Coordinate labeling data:
** start **

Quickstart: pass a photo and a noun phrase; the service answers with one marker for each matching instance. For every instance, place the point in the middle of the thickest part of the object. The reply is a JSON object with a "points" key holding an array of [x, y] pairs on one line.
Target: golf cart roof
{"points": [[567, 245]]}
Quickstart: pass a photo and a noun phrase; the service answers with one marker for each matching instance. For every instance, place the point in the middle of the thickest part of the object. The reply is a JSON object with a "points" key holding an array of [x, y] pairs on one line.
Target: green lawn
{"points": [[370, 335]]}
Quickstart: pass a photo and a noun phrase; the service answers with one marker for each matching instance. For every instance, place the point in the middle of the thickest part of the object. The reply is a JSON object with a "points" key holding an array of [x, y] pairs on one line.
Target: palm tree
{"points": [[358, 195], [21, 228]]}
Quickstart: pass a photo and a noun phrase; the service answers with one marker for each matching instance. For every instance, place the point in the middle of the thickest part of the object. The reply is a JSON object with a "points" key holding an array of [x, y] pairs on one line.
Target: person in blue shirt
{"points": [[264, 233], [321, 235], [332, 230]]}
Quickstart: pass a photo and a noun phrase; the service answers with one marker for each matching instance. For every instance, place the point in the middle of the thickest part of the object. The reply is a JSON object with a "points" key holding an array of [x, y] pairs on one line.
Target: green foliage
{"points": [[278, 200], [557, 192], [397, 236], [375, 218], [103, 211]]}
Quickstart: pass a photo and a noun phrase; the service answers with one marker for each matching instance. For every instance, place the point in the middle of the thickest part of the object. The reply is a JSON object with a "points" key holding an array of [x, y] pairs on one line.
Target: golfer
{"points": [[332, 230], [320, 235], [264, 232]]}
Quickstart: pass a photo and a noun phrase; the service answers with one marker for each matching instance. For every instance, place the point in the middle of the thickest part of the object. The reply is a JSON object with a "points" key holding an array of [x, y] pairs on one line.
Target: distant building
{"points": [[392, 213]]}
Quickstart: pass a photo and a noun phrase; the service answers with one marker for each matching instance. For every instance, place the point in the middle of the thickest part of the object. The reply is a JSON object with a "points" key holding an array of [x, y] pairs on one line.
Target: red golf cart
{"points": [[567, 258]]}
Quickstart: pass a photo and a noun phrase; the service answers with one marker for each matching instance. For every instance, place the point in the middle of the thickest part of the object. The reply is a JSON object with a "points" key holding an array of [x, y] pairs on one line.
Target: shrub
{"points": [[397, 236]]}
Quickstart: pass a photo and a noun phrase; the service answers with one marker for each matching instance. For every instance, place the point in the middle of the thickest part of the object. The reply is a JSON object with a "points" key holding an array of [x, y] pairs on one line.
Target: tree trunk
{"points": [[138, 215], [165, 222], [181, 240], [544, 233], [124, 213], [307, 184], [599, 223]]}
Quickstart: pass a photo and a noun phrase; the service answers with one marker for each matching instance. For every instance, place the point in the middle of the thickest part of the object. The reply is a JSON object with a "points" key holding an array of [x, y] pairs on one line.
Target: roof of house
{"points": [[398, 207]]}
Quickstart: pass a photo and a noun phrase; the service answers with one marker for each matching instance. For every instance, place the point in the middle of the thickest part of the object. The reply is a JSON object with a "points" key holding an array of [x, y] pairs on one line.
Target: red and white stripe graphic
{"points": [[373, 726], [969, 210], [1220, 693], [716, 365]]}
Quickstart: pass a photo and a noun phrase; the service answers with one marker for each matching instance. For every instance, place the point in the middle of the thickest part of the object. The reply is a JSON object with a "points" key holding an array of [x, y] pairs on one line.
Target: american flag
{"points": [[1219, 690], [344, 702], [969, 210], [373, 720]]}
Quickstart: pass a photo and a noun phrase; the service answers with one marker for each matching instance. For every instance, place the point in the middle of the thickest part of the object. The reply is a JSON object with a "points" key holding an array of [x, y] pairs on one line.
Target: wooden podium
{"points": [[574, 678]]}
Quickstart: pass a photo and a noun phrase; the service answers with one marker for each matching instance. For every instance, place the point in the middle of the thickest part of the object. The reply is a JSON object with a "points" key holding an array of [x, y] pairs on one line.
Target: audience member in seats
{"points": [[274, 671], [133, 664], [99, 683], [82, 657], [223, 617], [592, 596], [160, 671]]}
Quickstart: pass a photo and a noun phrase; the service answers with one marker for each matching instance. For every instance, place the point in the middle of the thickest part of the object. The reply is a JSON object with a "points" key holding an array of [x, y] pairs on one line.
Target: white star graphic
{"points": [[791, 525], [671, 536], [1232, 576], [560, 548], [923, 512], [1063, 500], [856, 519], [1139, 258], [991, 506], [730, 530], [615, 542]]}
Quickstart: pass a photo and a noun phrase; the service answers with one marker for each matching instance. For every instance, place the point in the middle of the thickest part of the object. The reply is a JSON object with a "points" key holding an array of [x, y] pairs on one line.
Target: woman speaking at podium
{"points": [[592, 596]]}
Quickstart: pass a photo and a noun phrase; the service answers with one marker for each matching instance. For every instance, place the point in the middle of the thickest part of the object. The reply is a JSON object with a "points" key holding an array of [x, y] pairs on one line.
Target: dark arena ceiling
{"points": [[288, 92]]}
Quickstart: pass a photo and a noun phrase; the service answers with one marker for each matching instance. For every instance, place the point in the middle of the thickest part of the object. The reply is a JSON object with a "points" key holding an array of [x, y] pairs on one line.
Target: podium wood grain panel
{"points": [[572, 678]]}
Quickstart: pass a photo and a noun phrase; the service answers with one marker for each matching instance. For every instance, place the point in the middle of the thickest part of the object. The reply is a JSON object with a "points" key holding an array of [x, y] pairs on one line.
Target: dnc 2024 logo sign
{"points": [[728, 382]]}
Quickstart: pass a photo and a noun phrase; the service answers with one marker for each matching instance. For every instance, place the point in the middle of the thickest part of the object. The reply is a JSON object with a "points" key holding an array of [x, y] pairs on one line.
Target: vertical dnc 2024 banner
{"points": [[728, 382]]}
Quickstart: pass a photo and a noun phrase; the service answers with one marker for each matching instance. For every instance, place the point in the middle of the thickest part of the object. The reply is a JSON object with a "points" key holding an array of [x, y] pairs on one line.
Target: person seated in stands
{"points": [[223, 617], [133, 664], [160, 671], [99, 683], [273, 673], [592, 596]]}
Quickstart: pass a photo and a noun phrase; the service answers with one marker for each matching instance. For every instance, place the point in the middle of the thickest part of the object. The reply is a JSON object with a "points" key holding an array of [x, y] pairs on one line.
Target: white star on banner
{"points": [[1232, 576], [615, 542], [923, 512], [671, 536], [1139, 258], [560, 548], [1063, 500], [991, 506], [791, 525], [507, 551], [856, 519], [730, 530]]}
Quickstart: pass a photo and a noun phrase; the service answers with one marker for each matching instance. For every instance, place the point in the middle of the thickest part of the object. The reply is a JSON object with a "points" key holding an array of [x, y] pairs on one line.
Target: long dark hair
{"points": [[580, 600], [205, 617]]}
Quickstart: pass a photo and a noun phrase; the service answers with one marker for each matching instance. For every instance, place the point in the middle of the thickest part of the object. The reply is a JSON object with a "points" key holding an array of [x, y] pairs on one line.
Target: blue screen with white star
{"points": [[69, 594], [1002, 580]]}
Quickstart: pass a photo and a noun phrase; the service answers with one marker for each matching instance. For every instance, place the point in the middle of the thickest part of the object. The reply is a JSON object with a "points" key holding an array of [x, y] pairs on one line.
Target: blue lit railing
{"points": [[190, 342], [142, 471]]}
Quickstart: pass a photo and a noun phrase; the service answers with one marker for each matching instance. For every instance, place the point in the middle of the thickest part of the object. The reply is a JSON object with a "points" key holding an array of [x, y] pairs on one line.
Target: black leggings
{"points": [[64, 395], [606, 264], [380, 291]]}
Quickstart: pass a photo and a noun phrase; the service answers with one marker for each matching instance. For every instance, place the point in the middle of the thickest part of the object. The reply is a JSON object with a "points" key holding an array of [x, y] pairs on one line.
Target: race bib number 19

** end **

**WHAT YOU WILL DO**
How many lines in the entries above contain the word "banner"? Reply with the number alone.

**EXERCISE ANSWER**
2